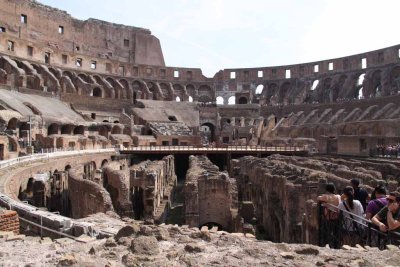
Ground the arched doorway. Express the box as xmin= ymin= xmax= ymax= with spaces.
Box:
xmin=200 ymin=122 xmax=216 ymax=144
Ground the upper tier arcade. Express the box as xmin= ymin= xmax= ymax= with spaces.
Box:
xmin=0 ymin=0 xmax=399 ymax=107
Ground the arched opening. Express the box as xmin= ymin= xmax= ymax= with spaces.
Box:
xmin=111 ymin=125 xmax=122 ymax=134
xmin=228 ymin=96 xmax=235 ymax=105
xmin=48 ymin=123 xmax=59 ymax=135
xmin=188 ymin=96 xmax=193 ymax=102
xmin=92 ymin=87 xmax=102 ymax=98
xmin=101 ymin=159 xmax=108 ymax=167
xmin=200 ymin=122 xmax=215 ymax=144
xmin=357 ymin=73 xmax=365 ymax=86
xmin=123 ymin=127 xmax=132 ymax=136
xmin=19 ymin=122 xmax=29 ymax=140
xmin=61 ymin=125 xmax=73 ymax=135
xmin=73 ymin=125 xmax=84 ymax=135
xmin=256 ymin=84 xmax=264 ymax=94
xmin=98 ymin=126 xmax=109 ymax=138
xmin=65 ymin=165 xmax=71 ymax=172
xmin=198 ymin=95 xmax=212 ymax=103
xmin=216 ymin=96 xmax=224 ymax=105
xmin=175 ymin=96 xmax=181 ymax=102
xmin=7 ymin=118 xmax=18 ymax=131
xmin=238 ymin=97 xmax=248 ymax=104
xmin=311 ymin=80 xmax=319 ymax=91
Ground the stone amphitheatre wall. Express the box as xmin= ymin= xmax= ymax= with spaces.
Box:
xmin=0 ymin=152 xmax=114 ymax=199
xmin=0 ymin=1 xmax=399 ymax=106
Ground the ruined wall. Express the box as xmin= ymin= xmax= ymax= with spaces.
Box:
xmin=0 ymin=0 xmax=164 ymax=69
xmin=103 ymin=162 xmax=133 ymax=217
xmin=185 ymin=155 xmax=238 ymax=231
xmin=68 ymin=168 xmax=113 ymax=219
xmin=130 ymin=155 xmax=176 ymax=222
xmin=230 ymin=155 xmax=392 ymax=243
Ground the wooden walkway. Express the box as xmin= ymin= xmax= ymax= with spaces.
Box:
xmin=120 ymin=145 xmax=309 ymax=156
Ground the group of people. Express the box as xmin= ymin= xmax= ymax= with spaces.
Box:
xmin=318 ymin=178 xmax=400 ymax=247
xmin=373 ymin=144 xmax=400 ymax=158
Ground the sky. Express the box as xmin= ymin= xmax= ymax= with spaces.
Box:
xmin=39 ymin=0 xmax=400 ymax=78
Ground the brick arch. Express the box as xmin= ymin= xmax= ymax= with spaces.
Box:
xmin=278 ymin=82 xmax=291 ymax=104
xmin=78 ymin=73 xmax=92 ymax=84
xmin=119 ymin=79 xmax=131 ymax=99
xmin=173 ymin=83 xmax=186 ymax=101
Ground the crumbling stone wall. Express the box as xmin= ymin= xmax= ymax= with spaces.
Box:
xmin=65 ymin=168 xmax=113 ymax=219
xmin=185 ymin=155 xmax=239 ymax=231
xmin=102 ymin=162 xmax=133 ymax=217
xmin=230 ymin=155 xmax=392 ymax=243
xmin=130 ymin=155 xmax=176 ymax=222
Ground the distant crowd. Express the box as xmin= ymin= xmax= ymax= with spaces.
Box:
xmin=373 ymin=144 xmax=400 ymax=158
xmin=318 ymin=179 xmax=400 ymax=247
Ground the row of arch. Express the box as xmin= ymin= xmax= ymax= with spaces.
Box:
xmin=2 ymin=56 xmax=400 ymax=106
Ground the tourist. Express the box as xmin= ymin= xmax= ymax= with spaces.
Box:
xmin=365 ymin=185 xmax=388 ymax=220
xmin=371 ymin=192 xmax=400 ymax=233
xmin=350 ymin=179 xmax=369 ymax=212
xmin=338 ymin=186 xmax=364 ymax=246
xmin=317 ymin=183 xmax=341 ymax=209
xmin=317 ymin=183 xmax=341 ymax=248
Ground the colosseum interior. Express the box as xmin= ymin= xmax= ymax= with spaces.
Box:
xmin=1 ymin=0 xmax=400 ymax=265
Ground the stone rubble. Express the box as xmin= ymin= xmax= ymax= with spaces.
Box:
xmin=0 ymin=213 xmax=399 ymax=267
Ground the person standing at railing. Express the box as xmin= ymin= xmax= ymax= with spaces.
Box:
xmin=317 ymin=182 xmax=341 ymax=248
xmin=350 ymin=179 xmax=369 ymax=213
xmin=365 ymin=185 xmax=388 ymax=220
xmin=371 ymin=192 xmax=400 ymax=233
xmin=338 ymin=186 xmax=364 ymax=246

PROMPT: Every line in the data above that contains "stone" needs to be copied.

ANSWER TO THIS PROBLEM:
Ground the stone amphitheatre wall. Express the box as xmin= ymin= xmax= ymax= with spaces.
Ground the crumbling stone wall. Express the box as xmin= ymin= xmax= ymax= with spaces.
Ground the stone rubble. Express the box as xmin= ymin= xmax= ymax= with spaces.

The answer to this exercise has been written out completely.